- To do
Pick out each line below that contains the word "dark" and copy those lines in full.

- Available data

"""

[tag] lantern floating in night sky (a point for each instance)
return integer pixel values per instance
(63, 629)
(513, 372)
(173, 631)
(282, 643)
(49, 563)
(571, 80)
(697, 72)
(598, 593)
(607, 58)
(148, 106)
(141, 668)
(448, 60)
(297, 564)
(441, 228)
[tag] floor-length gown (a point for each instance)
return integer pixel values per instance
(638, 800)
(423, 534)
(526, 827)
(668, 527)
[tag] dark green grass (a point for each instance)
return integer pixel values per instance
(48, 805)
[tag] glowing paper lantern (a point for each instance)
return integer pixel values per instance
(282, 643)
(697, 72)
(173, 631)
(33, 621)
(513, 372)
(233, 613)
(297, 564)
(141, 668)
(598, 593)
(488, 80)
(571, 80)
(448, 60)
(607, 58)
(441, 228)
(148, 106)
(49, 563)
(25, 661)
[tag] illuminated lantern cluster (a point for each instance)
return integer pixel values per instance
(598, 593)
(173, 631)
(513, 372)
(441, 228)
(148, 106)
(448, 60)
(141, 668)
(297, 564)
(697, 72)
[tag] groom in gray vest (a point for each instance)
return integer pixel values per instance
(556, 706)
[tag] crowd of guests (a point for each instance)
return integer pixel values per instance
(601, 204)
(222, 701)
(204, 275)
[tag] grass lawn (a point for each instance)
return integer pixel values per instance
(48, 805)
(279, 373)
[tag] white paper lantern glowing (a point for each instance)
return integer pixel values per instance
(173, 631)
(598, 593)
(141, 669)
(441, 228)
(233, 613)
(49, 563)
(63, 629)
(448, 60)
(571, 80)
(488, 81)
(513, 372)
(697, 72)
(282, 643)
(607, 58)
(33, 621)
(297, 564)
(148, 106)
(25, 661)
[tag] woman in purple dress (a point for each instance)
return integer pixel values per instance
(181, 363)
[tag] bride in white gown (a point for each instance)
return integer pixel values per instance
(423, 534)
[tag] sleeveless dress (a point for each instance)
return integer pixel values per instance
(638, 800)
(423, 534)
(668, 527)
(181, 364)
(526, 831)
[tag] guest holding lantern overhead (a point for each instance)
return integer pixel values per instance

"""
"""

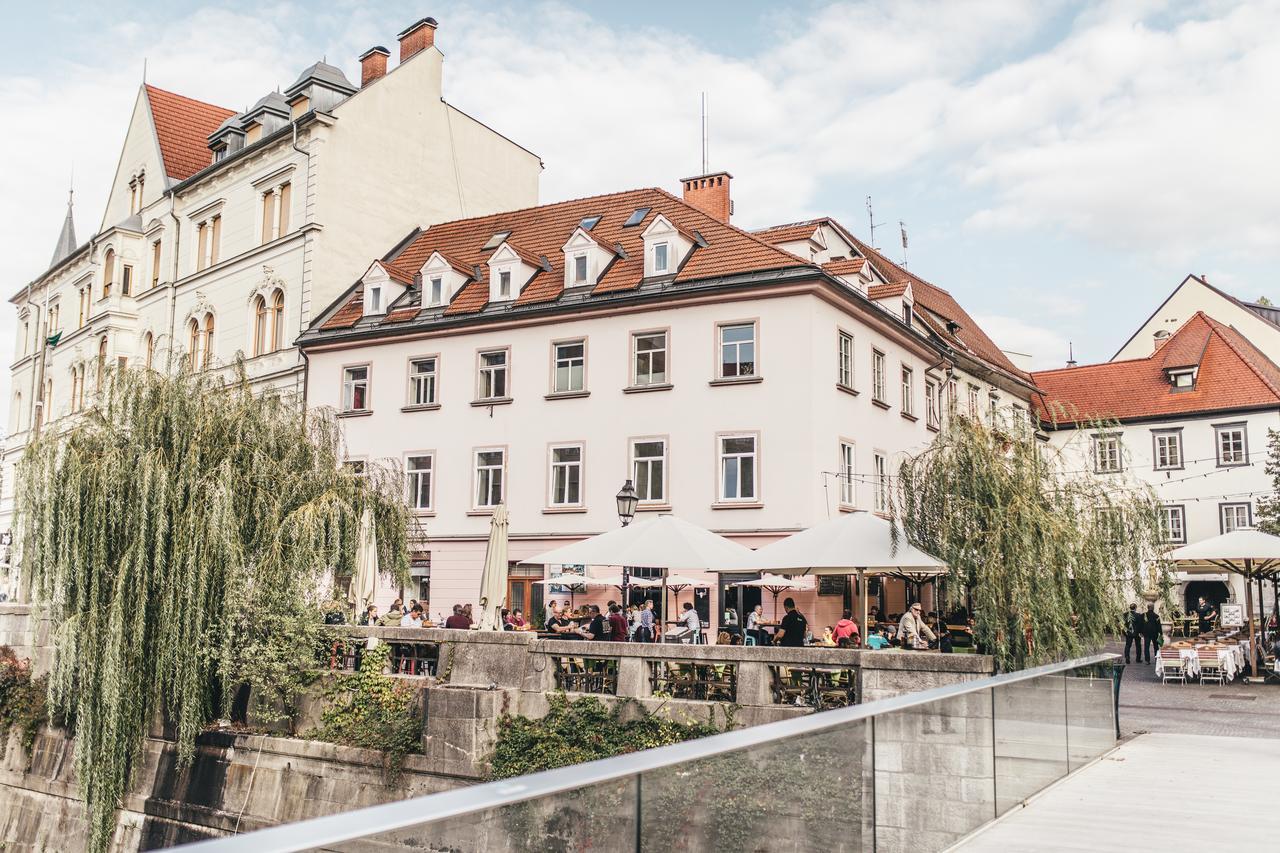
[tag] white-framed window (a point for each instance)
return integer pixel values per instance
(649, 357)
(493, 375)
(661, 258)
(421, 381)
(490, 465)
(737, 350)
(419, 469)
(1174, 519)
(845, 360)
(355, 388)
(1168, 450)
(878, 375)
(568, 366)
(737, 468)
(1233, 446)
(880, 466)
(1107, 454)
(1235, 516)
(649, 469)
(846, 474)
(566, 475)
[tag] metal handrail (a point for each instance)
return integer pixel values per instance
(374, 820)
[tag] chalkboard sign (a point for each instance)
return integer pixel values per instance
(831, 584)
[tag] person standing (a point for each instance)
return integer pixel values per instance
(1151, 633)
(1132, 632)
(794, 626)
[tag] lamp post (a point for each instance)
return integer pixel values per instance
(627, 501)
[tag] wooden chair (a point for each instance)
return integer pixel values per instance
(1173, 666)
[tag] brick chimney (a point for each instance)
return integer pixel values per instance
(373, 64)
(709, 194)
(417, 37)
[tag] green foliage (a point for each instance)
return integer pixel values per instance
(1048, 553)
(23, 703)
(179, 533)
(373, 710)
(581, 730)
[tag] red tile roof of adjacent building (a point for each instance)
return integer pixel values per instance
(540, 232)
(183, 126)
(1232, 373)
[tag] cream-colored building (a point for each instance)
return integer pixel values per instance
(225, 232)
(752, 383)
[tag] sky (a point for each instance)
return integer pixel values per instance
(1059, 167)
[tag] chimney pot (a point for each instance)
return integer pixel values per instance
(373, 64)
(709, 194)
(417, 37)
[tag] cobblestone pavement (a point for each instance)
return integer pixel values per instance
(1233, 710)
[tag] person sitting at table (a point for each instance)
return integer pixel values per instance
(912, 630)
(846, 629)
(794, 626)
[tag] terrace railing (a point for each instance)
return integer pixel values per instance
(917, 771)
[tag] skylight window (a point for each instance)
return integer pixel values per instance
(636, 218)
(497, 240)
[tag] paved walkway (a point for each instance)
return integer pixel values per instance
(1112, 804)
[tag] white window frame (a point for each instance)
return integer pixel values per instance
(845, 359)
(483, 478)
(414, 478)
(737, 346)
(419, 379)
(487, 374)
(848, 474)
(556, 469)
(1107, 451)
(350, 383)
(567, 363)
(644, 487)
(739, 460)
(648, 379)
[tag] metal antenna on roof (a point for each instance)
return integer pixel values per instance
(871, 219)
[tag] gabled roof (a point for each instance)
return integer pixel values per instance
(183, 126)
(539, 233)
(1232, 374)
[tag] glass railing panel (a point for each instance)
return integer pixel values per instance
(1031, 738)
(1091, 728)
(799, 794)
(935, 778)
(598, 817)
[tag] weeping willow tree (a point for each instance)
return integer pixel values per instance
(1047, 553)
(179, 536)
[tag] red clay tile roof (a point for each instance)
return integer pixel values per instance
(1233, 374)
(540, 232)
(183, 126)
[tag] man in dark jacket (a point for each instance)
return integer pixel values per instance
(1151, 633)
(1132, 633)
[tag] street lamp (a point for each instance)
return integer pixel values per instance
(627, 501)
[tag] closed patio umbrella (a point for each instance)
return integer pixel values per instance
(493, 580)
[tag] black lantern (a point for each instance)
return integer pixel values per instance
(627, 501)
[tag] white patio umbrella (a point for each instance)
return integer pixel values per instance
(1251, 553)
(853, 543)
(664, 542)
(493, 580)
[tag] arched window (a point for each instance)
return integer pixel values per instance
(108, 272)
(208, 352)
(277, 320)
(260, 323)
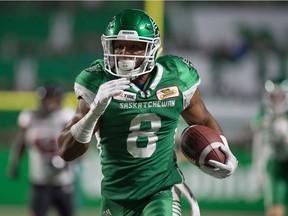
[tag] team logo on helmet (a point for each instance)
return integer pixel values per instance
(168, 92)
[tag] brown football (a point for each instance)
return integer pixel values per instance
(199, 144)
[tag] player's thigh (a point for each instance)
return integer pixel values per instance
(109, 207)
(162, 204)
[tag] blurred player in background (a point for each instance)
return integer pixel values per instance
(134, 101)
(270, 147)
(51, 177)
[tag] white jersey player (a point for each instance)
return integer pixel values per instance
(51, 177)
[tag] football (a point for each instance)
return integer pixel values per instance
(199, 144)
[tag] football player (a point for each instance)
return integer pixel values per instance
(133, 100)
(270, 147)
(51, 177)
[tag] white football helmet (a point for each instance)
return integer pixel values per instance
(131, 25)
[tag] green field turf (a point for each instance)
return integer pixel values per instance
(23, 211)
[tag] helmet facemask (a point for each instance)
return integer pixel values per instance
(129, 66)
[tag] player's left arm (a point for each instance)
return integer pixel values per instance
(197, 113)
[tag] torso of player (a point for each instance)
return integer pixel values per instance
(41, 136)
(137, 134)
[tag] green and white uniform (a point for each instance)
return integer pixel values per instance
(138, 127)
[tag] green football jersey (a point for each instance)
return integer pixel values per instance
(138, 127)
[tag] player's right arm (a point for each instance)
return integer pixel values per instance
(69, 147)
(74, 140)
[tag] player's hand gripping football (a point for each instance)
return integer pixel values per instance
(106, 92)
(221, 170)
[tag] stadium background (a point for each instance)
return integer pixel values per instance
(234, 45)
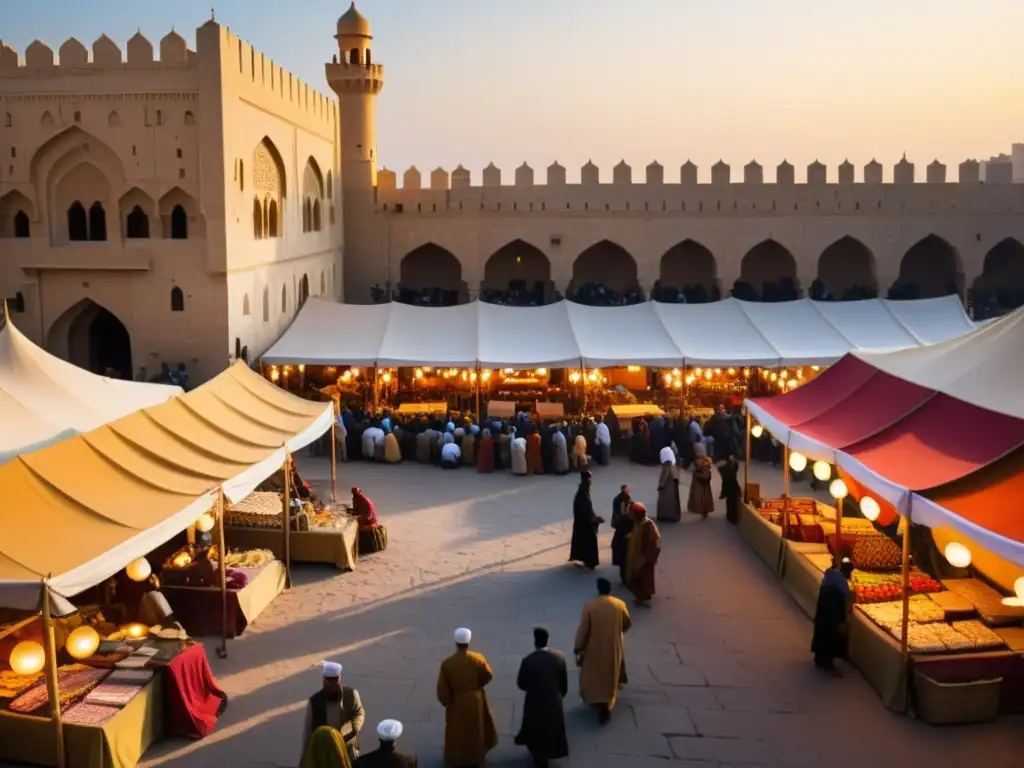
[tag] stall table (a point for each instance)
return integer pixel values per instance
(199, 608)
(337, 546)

"""
"""

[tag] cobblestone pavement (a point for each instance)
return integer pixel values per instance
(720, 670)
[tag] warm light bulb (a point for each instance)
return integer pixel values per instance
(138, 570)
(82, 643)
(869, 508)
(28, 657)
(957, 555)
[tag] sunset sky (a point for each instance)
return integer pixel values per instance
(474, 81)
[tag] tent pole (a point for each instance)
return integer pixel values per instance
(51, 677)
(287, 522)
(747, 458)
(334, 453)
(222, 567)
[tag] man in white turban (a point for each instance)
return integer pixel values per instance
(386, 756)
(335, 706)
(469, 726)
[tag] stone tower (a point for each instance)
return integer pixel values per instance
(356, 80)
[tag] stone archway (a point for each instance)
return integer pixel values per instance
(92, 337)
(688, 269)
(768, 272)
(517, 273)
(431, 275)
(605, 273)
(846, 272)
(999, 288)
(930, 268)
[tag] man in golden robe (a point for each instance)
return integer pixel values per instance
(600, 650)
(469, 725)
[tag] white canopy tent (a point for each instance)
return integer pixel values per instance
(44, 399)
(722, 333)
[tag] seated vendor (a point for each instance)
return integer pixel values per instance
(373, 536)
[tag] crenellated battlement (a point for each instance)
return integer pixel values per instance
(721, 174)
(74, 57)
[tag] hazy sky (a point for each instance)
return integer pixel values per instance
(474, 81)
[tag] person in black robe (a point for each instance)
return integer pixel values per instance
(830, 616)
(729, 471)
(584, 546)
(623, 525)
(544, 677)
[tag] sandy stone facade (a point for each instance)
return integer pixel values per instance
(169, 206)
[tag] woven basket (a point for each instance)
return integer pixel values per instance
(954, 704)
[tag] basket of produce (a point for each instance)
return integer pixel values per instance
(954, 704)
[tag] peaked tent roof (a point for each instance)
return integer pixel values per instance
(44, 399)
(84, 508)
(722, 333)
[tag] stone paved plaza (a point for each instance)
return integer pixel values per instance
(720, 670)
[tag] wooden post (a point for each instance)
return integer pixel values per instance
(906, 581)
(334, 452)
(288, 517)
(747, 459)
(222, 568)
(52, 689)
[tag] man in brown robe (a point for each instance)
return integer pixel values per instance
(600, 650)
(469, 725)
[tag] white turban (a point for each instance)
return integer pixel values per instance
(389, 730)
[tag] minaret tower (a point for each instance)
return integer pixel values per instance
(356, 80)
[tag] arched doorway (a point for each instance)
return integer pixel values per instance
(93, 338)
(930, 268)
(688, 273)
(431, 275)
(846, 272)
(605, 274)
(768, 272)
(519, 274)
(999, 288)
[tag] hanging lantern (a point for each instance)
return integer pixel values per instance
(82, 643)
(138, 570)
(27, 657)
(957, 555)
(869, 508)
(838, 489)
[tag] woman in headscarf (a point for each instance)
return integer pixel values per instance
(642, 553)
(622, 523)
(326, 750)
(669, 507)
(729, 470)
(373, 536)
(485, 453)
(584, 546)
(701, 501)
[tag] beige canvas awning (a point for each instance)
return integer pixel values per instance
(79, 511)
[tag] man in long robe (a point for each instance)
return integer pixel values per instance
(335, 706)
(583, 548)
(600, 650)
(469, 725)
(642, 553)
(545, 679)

"""

- Response for this exercise
[tag] dark green grass (a point for each instance)
[tag] man in dark jacket (a point for each instance)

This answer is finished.